WORK ITEM: Nothing but the lines from the one containing "Note for the class: annotate every instance of the black tv" through the end of the entries should be set down, each exactly as written.

Dataset entries:
* * * * * * * * *

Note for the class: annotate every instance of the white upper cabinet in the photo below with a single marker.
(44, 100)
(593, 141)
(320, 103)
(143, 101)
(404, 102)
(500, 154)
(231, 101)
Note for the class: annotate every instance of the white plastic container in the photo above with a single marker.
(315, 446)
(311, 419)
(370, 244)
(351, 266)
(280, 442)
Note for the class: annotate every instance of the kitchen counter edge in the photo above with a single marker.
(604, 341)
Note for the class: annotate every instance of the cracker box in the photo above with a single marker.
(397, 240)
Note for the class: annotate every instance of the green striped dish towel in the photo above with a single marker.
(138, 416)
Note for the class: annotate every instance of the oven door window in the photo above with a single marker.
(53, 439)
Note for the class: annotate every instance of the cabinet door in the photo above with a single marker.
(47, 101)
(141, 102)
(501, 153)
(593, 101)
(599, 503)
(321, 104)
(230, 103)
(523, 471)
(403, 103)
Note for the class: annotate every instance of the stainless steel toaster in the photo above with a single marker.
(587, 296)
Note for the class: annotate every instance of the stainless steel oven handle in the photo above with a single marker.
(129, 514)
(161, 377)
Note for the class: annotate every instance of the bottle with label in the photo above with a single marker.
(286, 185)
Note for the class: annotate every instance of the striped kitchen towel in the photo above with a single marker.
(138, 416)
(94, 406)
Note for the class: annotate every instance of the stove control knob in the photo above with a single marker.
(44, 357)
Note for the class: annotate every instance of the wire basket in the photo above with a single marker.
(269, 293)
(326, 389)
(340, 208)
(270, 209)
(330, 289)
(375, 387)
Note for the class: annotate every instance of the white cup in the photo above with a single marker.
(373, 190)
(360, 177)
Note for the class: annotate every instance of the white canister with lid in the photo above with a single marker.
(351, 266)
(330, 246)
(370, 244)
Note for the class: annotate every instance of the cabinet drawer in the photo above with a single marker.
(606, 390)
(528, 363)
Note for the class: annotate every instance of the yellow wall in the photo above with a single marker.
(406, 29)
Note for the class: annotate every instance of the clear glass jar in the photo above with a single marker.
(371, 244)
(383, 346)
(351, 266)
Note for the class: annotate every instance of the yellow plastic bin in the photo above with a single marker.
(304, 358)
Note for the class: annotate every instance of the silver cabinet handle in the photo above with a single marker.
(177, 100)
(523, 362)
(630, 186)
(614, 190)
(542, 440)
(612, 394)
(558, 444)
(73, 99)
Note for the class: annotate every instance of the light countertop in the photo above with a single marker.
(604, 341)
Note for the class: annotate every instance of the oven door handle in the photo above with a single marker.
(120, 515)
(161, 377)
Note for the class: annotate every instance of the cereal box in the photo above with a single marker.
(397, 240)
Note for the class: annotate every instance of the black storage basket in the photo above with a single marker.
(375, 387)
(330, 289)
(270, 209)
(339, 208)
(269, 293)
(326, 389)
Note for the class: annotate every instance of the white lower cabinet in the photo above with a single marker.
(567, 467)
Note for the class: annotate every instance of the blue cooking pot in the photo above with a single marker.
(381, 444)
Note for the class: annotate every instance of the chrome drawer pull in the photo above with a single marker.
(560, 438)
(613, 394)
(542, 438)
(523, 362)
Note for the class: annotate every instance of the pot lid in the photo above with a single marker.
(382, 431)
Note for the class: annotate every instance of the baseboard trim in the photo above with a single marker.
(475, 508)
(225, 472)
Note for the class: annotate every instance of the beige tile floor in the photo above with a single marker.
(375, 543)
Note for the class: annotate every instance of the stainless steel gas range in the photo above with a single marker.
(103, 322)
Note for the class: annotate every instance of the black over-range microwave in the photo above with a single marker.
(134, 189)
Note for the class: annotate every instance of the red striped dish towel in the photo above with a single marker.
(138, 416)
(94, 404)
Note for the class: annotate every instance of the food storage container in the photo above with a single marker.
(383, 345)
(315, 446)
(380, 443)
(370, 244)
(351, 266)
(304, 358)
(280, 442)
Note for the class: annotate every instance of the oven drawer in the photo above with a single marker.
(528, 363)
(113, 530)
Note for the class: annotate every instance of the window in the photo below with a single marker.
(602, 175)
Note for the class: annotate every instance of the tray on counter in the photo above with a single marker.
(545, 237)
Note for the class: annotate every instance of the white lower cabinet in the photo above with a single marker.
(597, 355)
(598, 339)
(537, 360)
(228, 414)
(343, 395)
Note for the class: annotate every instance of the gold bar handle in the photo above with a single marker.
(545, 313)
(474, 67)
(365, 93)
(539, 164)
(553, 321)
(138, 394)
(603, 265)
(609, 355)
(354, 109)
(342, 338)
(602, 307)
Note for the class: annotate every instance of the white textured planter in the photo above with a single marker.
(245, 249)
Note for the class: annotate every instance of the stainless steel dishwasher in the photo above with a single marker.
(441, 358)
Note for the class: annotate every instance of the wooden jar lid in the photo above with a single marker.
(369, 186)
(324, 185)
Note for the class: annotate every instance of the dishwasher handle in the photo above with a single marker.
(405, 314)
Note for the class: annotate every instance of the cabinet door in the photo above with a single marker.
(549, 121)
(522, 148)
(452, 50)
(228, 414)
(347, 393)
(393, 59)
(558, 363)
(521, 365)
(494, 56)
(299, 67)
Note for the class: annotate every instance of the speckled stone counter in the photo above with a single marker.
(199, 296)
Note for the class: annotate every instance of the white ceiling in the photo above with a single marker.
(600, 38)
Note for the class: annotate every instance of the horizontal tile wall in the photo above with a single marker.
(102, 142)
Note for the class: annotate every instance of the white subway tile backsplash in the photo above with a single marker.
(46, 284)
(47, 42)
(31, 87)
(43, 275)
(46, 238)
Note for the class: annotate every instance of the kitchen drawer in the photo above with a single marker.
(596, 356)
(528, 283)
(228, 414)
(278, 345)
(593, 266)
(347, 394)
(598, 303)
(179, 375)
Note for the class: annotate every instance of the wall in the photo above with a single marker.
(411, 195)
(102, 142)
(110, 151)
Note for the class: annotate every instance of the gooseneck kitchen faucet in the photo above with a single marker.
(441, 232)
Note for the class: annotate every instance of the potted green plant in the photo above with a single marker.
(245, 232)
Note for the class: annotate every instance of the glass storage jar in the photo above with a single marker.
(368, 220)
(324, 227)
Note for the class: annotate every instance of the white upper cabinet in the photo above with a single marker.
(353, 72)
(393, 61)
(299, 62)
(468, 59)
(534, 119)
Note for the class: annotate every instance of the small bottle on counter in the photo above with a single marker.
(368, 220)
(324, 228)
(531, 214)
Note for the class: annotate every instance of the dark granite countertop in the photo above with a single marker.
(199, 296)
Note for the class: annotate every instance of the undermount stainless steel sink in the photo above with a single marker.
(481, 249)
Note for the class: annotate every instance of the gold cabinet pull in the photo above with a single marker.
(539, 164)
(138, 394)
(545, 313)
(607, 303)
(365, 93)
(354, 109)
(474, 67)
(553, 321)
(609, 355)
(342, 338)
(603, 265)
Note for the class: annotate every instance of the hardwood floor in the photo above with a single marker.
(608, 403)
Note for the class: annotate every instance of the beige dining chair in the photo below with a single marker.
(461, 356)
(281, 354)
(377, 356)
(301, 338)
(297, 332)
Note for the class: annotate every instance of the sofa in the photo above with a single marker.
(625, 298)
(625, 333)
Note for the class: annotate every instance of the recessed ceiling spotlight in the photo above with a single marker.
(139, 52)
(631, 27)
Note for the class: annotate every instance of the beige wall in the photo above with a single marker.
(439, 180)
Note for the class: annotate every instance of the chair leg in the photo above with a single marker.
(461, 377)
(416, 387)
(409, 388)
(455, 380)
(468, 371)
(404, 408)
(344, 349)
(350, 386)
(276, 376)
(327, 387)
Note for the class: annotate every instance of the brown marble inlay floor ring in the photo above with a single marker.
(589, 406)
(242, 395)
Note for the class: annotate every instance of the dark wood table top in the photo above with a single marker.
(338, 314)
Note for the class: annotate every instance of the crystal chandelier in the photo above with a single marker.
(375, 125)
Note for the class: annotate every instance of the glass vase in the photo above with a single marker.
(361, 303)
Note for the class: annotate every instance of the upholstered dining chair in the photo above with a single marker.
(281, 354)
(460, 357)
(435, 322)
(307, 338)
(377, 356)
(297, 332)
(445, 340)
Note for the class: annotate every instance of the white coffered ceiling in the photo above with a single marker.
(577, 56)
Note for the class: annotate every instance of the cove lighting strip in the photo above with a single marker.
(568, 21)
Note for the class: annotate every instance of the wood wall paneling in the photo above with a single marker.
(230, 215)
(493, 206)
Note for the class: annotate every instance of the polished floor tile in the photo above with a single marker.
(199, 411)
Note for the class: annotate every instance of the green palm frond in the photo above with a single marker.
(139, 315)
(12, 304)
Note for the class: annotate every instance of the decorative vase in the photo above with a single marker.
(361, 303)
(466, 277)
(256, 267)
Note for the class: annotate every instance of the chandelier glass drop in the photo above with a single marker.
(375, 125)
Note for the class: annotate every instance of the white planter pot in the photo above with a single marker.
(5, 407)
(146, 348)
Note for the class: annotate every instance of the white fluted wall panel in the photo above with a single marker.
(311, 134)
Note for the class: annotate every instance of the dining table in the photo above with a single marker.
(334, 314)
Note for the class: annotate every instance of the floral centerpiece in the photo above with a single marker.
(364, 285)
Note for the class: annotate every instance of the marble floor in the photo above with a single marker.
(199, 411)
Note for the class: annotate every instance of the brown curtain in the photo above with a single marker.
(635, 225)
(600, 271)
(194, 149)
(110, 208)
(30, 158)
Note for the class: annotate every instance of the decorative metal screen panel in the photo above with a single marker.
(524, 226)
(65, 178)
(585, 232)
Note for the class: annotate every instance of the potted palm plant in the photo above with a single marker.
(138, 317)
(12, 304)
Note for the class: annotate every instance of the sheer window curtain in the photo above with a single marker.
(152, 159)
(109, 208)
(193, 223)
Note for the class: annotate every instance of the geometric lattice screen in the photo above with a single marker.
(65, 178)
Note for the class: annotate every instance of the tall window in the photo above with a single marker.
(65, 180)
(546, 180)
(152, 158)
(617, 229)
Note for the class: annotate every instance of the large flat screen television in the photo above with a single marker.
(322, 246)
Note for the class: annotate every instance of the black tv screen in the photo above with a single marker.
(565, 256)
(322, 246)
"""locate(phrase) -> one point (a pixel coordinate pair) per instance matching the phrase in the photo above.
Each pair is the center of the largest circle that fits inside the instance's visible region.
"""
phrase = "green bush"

* * * * * * * * *

PROBLEM SOLUTION:
Note for the class: annotate every instance of the black tv screen in the photo above with a single marker.
(565, 256)
(322, 246)
"""locate(phrase) -> one point (a pixel coordinate pair) per instance matching the phrase in the photo above.
Each pair is the center of the largest circle that fits inside the instance's visible region.
"""
phrase = "green bush"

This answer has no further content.